··· TEXT PASSAGE ···

In a recent paper published by the WTO, but
issued solely under the author's name, Michael Daly (2005)
examined "The WTO and Direct Taxation". The paper
makes interesting reading, both for its summary of the WTO's
role as creeping regulator of direct taxation and for its
discussion of the anachronistic distinction between direct
and indirect taxation.
Creeping Regulator
The GATT's original (1947) role in tax matters was essentially
limited to Article III, National Treatment on Internal
Taxation and Regulation. Article XVI, Subsidies,
permitted the rebate or exemption of indirect taxes, but had
no teeth with respect to direct taxes until the Tokyo Round
Subsidies Code was adopted in 1979 (Hufbauer and Erb, 1984).
Beginning with the Tokyo Round code and continuing with the
Uruguay Round Agreements on subsidies, investment and agriculture,
member countries have expanded the WTO's mandate.
National Treatment. Article III(1) proscribes, in
general terms, the use of internal taxes and other charges
as a means of protecting domestic production. Article III(2)

··· PROVIDED MATERIAL ···

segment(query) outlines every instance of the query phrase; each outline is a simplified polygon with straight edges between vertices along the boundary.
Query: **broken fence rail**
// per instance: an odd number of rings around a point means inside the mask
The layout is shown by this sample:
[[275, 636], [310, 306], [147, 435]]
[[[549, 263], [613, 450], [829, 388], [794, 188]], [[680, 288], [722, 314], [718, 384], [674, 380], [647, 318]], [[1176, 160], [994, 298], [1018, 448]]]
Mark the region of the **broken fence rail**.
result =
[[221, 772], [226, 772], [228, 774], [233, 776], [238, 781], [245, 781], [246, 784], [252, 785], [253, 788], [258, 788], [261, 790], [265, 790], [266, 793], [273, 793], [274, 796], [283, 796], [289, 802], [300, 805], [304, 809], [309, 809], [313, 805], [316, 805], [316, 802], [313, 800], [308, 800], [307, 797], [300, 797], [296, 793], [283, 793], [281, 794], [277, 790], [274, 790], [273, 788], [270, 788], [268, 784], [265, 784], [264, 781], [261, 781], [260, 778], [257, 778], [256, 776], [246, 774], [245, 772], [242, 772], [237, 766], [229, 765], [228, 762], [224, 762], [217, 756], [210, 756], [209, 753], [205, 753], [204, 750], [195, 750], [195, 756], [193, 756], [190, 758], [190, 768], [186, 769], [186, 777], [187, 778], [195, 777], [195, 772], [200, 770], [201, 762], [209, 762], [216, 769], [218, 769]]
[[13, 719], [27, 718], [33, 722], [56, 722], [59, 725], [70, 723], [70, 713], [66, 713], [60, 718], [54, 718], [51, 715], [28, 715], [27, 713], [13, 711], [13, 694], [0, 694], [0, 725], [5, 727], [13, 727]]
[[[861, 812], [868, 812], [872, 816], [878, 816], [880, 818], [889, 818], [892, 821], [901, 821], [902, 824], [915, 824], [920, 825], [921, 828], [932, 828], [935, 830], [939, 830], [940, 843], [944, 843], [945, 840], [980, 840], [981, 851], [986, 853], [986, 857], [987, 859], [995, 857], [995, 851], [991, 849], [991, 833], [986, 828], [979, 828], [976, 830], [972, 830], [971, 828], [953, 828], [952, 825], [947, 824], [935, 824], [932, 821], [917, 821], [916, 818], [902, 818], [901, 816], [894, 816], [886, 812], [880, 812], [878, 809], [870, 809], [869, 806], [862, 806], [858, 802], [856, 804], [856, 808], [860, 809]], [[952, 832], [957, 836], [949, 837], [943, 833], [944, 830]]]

···

→ **SET PROBLEM 1**
Based on the text passage about the WTO and direct taxation, do the following statements agree with it? (a) The Tokyo Round Subsidies Code was adopted in 1979. (b) Article XVI originally permitted the rebate or exemption of direct taxes. (c) Michael Daly's paper was issued under the WTO's name.
→ **SET PROBLEM 2**
Starting with the first line of the records and going on through the line with "727], [13, 727]]", substitute "damaged fence rail" for "broken fence rail" and return only those lines with everything else unchanged.

→ **TASK RESULT 1**
(a) Yes: "until the Tokyo Round Subsidies Code was adopted in 1979"
(b) No: "permitted the rebate or exemption of indirect taxes, but had no teeth with respect to direct taxes"
(c) No: "issued solely under the author's name"

→ **TASK RESULT 2**
segment(query) outlines every instance of the query phrase; each outline is a simplified polygon with straight edges between vertices along the boundary.
Query: **damaged fence rail**
// per instance: an odd number of rings around a point means inside the mask
The layout is shown by this sample:
[[275, 636], [310, 306], [147, 435]]
[[[549, 263], [613, 450], [829, 388], [794, 188]], [[680, 288], [722, 314], [718, 384], [674, 380], [647, 318]], [[1176, 160], [994, 298], [1018, 448]]]
Mark the region of the **damaged fence rail**.
result =
[[221, 772], [226, 772], [228, 774], [233, 776], [238, 781], [245, 781], [246, 784], [252, 785], [253, 788], [258, 788], [261, 790], [265, 790], [266, 793], [273, 793], [274, 796], [283, 796], [289, 802], [300, 805], [304, 809], [309, 809], [313, 805], [316, 805], [316, 802], [313, 800], [308, 800], [307, 797], [300, 797], [296, 793], [283, 793], [281, 794], [277, 790], [274, 790], [273, 788], [270, 788], [268, 784], [265, 784], [264, 781], [261, 781], [260, 778], [257, 778], [256, 776], [246, 774], [245, 772], [242, 772], [237, 766], [229, 765], [228, 762], [224, 762], [217, 756], [210, 756], [209, 753], [205, 753], [204, 750], [195, 750], [195, 756], [193, 756], [190, 758], [190, 768], [186, 769], [186, 777], [187, 778], [195, 777], [195, 772], [200, 770], [201, 762], [209, 762], [216, 769], [218, 769]]
[[13, 719], [27, 718], [33, 722], [56, 722], [59, 725], [70, 723], [70, 713], [66, 713], [60, 718], [54, 718], [51, 715], [28, 715], [27, 713], [13, 711], [13, 694], [0, 694], [0, 725], [5, 727], [13, 727]]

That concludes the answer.